***** Entries provided

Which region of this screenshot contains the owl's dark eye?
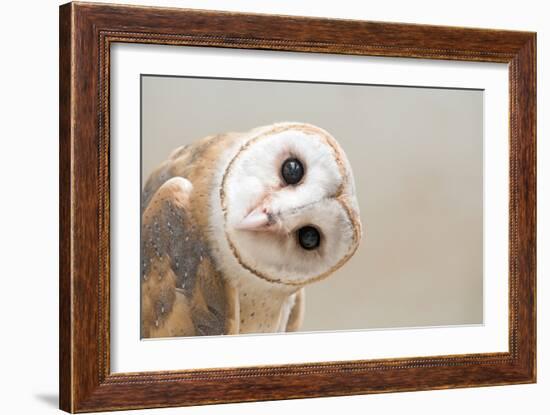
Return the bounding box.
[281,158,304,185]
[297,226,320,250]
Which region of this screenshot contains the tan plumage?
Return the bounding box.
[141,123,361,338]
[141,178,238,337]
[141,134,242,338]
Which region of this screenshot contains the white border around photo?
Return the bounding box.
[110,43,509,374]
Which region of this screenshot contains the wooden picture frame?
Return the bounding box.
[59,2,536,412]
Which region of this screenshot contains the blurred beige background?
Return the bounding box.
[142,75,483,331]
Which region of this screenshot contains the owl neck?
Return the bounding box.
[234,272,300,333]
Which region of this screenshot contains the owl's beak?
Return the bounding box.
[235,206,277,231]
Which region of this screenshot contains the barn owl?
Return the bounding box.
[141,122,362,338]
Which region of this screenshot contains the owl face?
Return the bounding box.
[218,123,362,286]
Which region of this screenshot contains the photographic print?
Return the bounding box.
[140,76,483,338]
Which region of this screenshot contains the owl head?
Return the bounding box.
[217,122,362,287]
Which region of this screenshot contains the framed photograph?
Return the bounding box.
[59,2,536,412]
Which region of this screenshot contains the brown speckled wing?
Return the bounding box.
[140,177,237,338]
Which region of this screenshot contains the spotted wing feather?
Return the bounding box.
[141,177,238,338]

**********

Work instructions -> Would you set down the entries exactly as given, minus their pictures?

Solution for this exercise ->
Which region of this screenshot contains the owl's dark eye?
Return the bounding box.
[281,158,304,185]
[297,226,320,250]
Which region of this screenshot contains the tan plumage?
Return the bounding box.
[141,123,361,338]
[141,178,238,337]
[141,134,242,338]
Which region of this screenshot contains the white border around photo?
Return the bounding box.
[110,43,509,374]
Which region of this screenshot contains the wooden picture frame?
Return the bounding box.
[59,2,536,412]
Which region of this screenshot contains the blurred beige background?
Return the bounding box.
[142,75,483,331]
Which region of this screenshot contains the owl neck?
Return the bounding box.
[234,272,300,333]
Which region of this screenshot contains the owl's beak?
Return the bounding box.
[235,206,277,231]
Which region of this screenshot contains the barn owl?
Return the bounding box.
[141,122,362,338]
Which region of this screenshot contains the owl face?
Return the bounding box.
[218,123,362,286]
Which region of this screenshot contains the photographic print?
Return the bounding box.
[140,76,483,338]
Which region of this screenshot contains the owl head?
Return the bounding box.
[217,122,362,287]
Which region of this screenshot contains the framed photograph?
Return the bounding box.
[59,2,536,412]
Which region of this screenshot contains the brown speckled wing?
Return the bounding box.
[140,177,237,338]
Which region of this screenshot contains the spotted wing feather?
Return the bounding box.
[141,177,238,338]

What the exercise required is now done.